Only user and group names may be used, not numeric uid and
gid values.
-m
, --mode
Specify the permissions for the logfile, using the
numeric mode as in chmod(1). The default mode is
0640
(-rw-r-----
).
This value will only be used when creating a new logfile.
If the logfile already exists when the
cback-amazons3-sync command is executed,
it will retain its existing ownership and mode.
-O
, --output
Record some sub-command output to the logfile. When this option is enabled, all output from system commands will be logged. This might be useful for debugging or just for reference.
-d
, --debug
Write debugging information to the logfile. This option
produces a high volume of output, and would generally only
be needed when debugging a problem. This option implies
the --output
option, as well.
-s
, --stack
Dump a Python stack trace instead of swallowing exceptions. This forces Cedar Backup to dump the entire Python stack trace associated with an error, rather than just propagating last message it received back up to the user interface. Under some circumstances, this is useful information to include along with a bug report.
-D
, --diagnostics
Display runtime diagnostic information and then exit. This diagnostic information is often useful when filing a bug report.
-v
, --verifyOnly
Only verify the S3 bucket contents against the directory on disk. Do not make any changes to the S3 bucket or transfer any files. This is intended as a quick check to see whether the sync is up-to-date.
Although no files are transferred, the tool will still
execute the source filename encoding check, discussed
below along with --ignoreWarnings
.
-w
, --ignoreWarnings
The AWS CLI S3 sync process is very picky about filename encoding. Files that the Linux filesystem handles with no problems can cause problems in S3 if the filename cannot be encoded properly in your configured locale. As of this writing, filenames like this will cause the sync process to abort without transferring all files as expected.
To avoid confusion, the cback-amazons3-sync
tries to guess which files in the source directory will
cause problems, and refuses to execute the AWS CLI S3 sync if
any problematic files exist. If you'd rather proceed
anyway, use --ignoreWarnings
.
If problematic files are found, then you have basically
two options: either correct your locale (i.e. if you have
set LANG=C
) or rename the file so it
can be encoded properly in your locale. The error messages
will tell you the expected encoding (from your locale) and
the actual detected encoding for the filename.

=== EXERCISE DESCRIPTION ===
Using the cback-amazons3-sync text above, mark each statement yes or no and quote the words that settle it: (a) The --debug option also turns on the --output option. (b) When the logfile already exists, its mode is reset to 0640. (c) With --verifyOnly, the source filename encoding check is skipped.

=== LISTED RECORDS ===
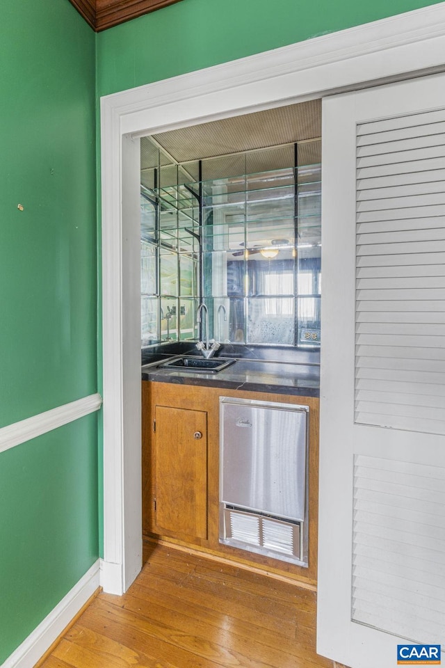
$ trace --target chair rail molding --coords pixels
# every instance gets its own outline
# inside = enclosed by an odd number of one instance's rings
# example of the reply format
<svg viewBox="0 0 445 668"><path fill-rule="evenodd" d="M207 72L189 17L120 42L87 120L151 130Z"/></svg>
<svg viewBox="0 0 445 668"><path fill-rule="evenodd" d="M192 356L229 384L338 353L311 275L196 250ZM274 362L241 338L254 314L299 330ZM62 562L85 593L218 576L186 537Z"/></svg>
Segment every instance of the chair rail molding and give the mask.
<svg viewBox="0 0 445 668"><path fill-rule="evenodd" d="M122 593L141 564L138 138L432 74L444 54L442 2L102 98L106 590Z"/></svg>
<svg viewBox="0 0 445 668"><path fill-rule="evenodd" d="M70 404L57 406L3 427L0 429L0 452L99 411L102 404L102 397L100 395L90 395Z"/></svg>

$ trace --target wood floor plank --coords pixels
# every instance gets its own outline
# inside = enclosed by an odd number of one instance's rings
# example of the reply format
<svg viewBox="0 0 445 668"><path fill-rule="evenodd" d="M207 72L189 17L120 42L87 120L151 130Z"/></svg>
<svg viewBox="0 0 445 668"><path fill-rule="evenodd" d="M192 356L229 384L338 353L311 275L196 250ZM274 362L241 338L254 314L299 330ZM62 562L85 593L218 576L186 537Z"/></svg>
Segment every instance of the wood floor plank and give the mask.
<svg viewBox="0 0 445 668"><path fill-rule="evenodd" d="M38 663L37 665L38 666ZM44 668L72 668L72 664L66 663L65 661L62 661L61 659L58 659L56 656L54 656L54 653L50 654L42 665L44 665Z"/></svg>
<svg viewBox="0 0 445 668"><path fill-rule="evenodd" d="M55 654L76 668L174 668L167 661L161 662L82 626L69 632Z"/></svg>
<svg viewBox="0 0 445 668"><path fill-rule="evenodd" d="M100 594L40 668L334 668L315 592L160 546L122 596Z"/></svg>
<svg viewBox="0 0 445 668"><path fill-rule="evenodd" d="M128 596L129 596L129 592ZM113 602L113 598L115 598L115 597L110 596L109 600ZM131 599L136 599L137 601L141 601L143 605L147 603L148 605L161 606L168 611L176 610L188 616L197 623L211 626L218 632L222 628L224 629L228 628L232 633L236 633L241 637L246 638L261 636L261 642L270 647L281 649L284 645L287 646L292 644L294 639L309 645L312 644L315 647L315 630L314 628L310 629L309 635L305 635L304 637L300 635L299 637L299 634L301 633L301 627L298 627L298 622L295 628L293 626L293 633L286 636L280 631L271 630L257 623L252 623L241 619L236 619L219 610L213 610L203 605L201 602L198 603L185 600L184 598L173 597L167 594L165 589L156 591L154 588L146 588L136 584L131 588ZM123 607L126 606L126 601L127 598L123 599L119 605L122 605ZM131 605L132 606L136 606L138 604L135 601ZM141 605L141 610L143 609L143 607Z"/></svg>
<svg viewBox="0 0 445 668"><path fill-rule="evenodd" d="M157 620L182 633L198 636L206 642L217 646L219 657L227 650L240 660L248 655L255 661L274 666L285 666L289 659L296 657L316 660L314 651L309 653L307 646L302 647L295 639L287 639L284 643L282 637L280 644L271 644L268 642L270 638L258 627L256 633L252 626L250 633L243 633L240 630L241 622L233 618L228 618L227 628L221 628L212 625L209 618L199 619L195 614L191 616L179 612L177 607L176 610L171 609L134 596L126 597L123 607L143 619ZM254 642L252 638L254 638Z"/></svg>
<svg viewBox="0 0 445 668"><path fill-rule="evenodd" d="M100 602L99 605L100 605ZM97 608L98 606L96 606ZM263 654L267 655L263 660L261 652L254 650L253 644L249 642L250 651L246 651L246 644L238 642L236 649L229 643L228 637L221 633L221 643L215 642L217 635L211 633L210 637L204 637L202 628L197 625L195 628L183 630L179 624L170 626L163 621L151 617L144 617L140 614L135 614L129 610L119 609L119 612L110 610L110 607L101 606L100 615L102 618L120 619L124 621L127 626L131 627L136 633L140 633L154 639L174 644L175 648L181 648L186 652L195 655L201 659L216 663L222 663L225 666L238 667L240 665L246 668L269 668L270 666L288 668L295 662L294 658L281 653L278 657L277 651L268 649L263 646ZM179 621L179 618L177 619Z"/></svg>
<svg viewBox="0 0 445 668"><path fill-rule="evenodd" d="M207 656L195 652L195 644L199 642L187 638L175 629L163 628L161 624L147 623L127 611L116 613L111 606L98 608L97 603L85 613L85 623L97 630L97 633L117 640L121 644L131 646L138 652L165 660L180 668L221 668L211 649ZM205 648L202 653L205 653ZM197 660L199 659L199 660Z"/></svg>
<svg viewBox="0 0 445 668"><path fill-rule="evenodd" d="M149 582L141 581L140 587L152 591L156 589L162 592L171 594L172 596L179 596L181 598L191 603L204 601L204 605L212 610L220 610L222 612L239 619L244 619L252 623L257 623L260 626L272 629L277 633L284 633L289 637L295 637L295 620L289 618L280 619L275 614L269 614L262 612L260 614L255 607L249 607L236 601L227 599L225 592L220 591L219 596L215 591L209 590L197 590L193 584L172 583L168 578L157 577Z"/></svg>

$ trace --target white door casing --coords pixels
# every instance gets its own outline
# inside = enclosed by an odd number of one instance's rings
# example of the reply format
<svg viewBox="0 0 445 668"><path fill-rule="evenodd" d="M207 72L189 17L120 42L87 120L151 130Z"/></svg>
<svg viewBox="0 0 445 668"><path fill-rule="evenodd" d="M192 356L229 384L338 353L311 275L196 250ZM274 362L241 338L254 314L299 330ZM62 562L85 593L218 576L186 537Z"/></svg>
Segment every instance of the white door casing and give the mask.
<svg viewBox="0 0 445 668"><path fill-rule="evenodd" d="M137 138L444 69L444 28L440 3L102 98L106 591L141 564Z"/></svg>
<svg viewBox="0 0 445 668"><path fill-rule="evenodd" d="M444 74L323 100L317 651L354 668L445 644L444 110Z"/></svg>

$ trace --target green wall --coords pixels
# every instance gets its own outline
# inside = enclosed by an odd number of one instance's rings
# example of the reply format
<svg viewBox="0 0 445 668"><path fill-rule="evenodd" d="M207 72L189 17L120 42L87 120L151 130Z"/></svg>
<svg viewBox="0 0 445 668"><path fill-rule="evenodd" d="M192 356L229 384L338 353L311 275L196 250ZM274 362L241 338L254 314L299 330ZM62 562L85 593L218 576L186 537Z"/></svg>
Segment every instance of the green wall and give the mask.
<svg viewBox="0 0 445 668"><path fill-rule="evenodd" d="M431 0L182 0L97 35L108 95L435 4Z"/></svg>
<svg viewBox="0 0 445 668"><path fill-rule="evenodd" d="M95 49L67 0L1 3L0 427L96 391ZM0 453L0 664L97 558L97 422Z"/></svg>

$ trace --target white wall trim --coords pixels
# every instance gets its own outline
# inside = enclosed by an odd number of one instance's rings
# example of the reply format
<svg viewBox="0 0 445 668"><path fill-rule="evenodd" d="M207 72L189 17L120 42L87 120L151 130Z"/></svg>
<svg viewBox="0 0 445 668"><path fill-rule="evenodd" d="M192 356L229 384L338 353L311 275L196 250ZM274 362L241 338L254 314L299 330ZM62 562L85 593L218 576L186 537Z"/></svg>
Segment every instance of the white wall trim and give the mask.
<svg viewBox="0 0 445 668"><path fill-rule="evenodd" d="M128 366L134 368L139 320L126 306L134 285L126 269L139 262L127 243L137 223L128 201L138 184L134 170L122 170L134 156L133 139L438 71L444 54L442 2L102 99L104 551L115 573L121 565L116 593L141 563L140 513L130 511L140 503L140 374Z"/></svg>
<svg viewBox="0 0 445 668"><path fill-rule="evenodd" d="M100 395L90 395L89 397L3 427L0 429L0 452L94 413L100 408L102 403Z"/></svg>
<svg viewBox="0 0 445 668"><path fill-rule="evenodd" d="M99 569L97 559L1 668L33 668L99 586Z"/></svg>

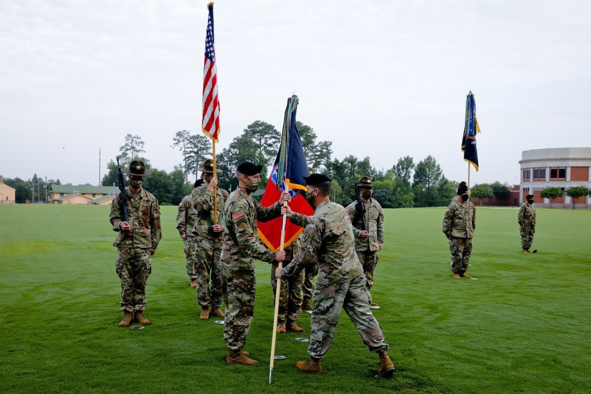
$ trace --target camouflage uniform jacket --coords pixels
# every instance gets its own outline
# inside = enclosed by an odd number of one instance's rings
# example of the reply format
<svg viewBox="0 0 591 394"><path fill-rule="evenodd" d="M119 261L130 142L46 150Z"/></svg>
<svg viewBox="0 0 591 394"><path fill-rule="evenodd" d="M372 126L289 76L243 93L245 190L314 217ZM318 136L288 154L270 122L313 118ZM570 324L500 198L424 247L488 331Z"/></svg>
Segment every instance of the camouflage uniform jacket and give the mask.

=== ANSWER TO THIS EXERCISE ===
(a) Yes: "This option implies the --output option, as well."
(b) No: "it will retain its existing ownership and mode."
(c) No: "Although no files are transferred, the tool will still execute the source filename encoding check"